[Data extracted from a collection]

________

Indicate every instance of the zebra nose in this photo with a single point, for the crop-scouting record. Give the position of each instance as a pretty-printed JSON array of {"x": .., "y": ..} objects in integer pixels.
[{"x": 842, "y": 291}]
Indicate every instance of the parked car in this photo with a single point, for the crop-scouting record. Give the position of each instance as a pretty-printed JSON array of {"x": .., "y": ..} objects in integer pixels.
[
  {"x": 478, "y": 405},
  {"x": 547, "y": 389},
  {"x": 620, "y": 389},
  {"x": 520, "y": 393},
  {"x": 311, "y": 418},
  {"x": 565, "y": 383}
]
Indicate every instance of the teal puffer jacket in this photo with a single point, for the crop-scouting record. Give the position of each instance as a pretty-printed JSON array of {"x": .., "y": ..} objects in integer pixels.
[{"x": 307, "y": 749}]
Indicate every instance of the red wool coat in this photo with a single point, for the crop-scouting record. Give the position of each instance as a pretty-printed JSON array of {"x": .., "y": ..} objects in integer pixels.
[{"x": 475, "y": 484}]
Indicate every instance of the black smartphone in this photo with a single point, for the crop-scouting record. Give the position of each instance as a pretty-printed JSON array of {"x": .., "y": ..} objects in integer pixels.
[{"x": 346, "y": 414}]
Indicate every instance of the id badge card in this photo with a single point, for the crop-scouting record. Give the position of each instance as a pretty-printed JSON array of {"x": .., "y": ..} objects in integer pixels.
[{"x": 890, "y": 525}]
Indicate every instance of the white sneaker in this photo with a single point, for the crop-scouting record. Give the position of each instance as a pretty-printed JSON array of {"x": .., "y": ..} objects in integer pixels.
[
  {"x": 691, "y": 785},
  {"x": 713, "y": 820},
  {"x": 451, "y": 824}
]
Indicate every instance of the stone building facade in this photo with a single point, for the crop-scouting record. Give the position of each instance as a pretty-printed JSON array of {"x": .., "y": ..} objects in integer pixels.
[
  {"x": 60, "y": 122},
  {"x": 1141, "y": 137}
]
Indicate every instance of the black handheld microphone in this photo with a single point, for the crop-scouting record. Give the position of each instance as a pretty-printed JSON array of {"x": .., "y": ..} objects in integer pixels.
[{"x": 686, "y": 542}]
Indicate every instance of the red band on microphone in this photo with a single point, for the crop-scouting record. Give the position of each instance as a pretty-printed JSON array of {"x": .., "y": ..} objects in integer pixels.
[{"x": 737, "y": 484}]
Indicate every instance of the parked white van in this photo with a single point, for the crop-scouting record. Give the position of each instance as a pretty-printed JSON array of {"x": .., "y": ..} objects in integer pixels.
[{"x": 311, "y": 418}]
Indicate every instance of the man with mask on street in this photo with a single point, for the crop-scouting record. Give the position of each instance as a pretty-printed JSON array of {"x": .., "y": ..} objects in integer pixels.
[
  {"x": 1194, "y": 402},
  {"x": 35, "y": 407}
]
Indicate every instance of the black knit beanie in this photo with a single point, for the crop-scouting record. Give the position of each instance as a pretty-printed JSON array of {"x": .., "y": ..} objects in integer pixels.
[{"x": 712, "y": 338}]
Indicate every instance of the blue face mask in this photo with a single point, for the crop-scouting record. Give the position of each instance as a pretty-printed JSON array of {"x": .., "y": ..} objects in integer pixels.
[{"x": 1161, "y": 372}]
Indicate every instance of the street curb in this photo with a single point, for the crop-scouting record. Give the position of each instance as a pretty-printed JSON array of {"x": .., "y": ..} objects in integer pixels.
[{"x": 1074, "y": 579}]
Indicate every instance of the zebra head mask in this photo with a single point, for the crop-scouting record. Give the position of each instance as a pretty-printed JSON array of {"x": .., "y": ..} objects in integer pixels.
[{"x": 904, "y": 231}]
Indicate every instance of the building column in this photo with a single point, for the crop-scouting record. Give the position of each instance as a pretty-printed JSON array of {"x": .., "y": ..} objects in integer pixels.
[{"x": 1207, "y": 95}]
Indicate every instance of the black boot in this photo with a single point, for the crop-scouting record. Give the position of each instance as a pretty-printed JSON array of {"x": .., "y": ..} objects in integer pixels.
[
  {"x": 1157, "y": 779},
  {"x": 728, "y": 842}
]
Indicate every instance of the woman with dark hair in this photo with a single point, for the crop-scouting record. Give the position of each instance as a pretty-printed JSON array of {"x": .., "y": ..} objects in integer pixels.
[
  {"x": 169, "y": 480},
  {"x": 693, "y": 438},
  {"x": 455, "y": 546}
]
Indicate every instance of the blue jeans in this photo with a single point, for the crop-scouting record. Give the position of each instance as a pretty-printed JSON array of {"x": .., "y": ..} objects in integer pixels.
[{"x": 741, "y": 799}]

________

◆ What you are asked to do: Copy every record again, keeping each word unchanged.

◆ Completed task:
Indicate every instance of the zebra nose in this photo with a single point, for the crop-scouting record. Give the position of each instance as a pretty-printed JSON array of {"x": .., "y": ..} objects in integer pixels.
[{"x": 842, "y": 291}]
Indicate every instance of the parked car in this photo with a single point, for the crop-scouting record. Give the position of each instance as a pretty-printed JSON array of {"x": .., "y": ..} objects in integer pixels.
[
  {"x": 478, "y": 405},
  {"x": 547, "y": 389},
  {"x": 620, "y": 389},
  {"x": 520, "y": 393},
  {"x": 311, "y": 418},
  {"x": 565, "y": 383}
]
Indicate every instance of the teal puffer jacket in this photo with a single point, for the crop-scouting record. Give the position of each instance as a pretty-printed JSON array of {"x": .., "y": ..} objects in integer pixels.
[{"x": 307, "y": 749}]
Indicate every instance of the red wool coat in this photo with a single point, for the crop-scouting record. Give the position of each instance as a pretty-printed JSON array of {"x": .., "y": ..} objects in integer pixels.
[{"x": 475, "y": 484}]
Indicate every instance of the black smartphone in this photo with a single point, for the crop-scouting record. Give the position of each instance as a pretty-printed JSON array of {"x": .., "y": ..} objects in integer pixels.
[{"x": 346, "y": 414}]
Indicate every instance of the id badge card in this photo with a single point, for the crop-scouting record. Give the position of each instance as a pretty-printed JSON array of {"x": .., "y": ..} objects in integer pixels.
[{"x": 890, "y": 525}]
Indicate every instance of the white sneaker in this photo with a single point, for the crop-scouting record. Give the position of each instance as a pretty-printed JSON array of {"x": .., "y": ..} objects in integer pixels.
[
  {"x": 691, "y": 785},
  {"x": 713, "y": 820},
  {"x": 451, "y": 824}
]
Indicate every instance of the stone building facade in this photo with a single point, for the crop-scouting record. Give the position of each instance as a pretty-printed JSON array of {"x": .., "y": ..} objects in integer pixels.
[
  {"x": 60, "y": 122},
  {"x": 1141, "y": 137}
]
Indicate every instance of the black handheld microphone in this photo with a single point, for the crop-scouting record. Give the position of each instance as a pretty-printed JSON array of {"x": .., "y": ..} objects in integer pixels.
[{"x": 686, "y": 542}]
Indicate every instance of the red band on microphone in this photo with a single point, for the crop-scouting record. Give the position of each instance as a pretty-printed JSON array of {"x": .., "y": ..} objects in integer pixels.
[{"x": 737, "y": 484}]
Indicate every instance of the parked white van in this photo with a single point, for the crop-scouting record. Give the position of each instance as a pretty-printed JSON array of {"x": .., "y": ..} objects in integer pixels.
[{"x": 311, "y": 418}]
Indicate every instance of the man with mask on street in this photo with a single point, for the crop-scouting record. Give the position of each instance as a pretty-printed JSON array of {"x": .., "y": ..} objects in integer pixels.
[
  {"x": 1194, "y": 402},
  {"x": 35, "y": 407}
]
Indicate every instance of the black knit beanie in this photo with a single point, for the crop-scouting record. Give the position of each instance as a pretty-printed JSON array of {"x": .., "y": ..} objects in integer pixels.
[{"x": 712, "y": 338}]
Indicate every instance of the blue face mask in this photo with a single point, for the crop-scouting record. Give the position of each instance as a pretty-printed JSON array of {"x": .., "y": ..} objects in integer pixels.
[{"x": 1161, "y": 372}]
Indicate every instance of the street curb in this photo with a single point, for the crop-scouting record. Give the position of each instance as a pretty-printed JSON array of {"x": .., "y": ..} objects in integer pixels.
[{"x": 1074, "y": 579}]
Indicate every instance of the zebra head mask in this photo with a single point, for the crop-scouting record. Give the position of each instance as a pretty-printed JSON array of {"x": .., "y": ..} objects in integer pixels.
[{"x": 904, "y": 231}]
Indicate every instance of the building column in this photo with a single point, for the crop-scouting record. Give the position of each instance as a pretty-printed JSON array of {"x": .., "y": ..} objects in integer pixels.
[{"x": 1207, "y": 95}]
Indicate every instance of the black boot in this photo with a single point, for the crop-scouting record. Give the position of each instance as a pretty-printed JSON array of {"x": .., "y": ..} objects in integer pixels.
[
  {"x": 1157, "y": 779},
  {"x": 728, "y": 842}
]
Indicate every instance of the woman with dark hair in this photo with a single point, for the crop-scouting record. Give the position of each instance as a pretty-printed JSON array of {"x": .., "y": ..} objects in integer pixels.
[
  {"x": 169, "y": 480},
  {"x": 693, "y": 438},
  {"x": 455, "y": 546}
]
Indicate every instance of the blue jeans in this photo with a single point, for the crop-scouting record. Give the position of each instance as a pretty-printed JSON array of {"x": .., "y": ..} objects in integer pixels.
[{"x": 741, "y": 799}]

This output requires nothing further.